### EXERCISE GOAL:
Go through the data and copy each line where the string "dark" appears.

== Segment start ==

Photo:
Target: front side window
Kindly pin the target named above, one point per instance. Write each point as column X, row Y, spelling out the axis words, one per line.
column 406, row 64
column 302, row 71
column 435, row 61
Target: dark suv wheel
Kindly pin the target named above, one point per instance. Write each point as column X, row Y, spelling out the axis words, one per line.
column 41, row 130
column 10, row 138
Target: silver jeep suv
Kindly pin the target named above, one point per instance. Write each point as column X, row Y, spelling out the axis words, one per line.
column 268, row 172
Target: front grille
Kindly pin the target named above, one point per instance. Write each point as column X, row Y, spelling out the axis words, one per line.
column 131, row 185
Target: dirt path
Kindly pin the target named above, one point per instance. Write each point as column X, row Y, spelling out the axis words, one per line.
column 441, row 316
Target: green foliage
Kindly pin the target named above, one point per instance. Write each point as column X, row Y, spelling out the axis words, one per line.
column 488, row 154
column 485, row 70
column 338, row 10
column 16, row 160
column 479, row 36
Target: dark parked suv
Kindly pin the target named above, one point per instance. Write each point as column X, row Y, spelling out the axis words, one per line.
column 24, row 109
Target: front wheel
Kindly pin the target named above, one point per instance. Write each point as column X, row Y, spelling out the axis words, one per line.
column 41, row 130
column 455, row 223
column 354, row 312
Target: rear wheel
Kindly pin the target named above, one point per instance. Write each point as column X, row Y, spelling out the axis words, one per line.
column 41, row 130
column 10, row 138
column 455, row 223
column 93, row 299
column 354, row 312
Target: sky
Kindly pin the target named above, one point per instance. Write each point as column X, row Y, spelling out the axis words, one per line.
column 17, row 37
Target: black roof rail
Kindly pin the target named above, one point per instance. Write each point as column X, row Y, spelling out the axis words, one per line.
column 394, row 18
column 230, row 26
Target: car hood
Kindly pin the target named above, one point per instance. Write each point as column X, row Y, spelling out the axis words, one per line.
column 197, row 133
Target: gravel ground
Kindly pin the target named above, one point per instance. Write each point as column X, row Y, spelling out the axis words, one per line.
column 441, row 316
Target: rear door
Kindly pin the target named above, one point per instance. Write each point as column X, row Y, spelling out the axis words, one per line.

== Segment end ==

### THE ANSWER:
Target: dark suv wheel
Target: dark parked suv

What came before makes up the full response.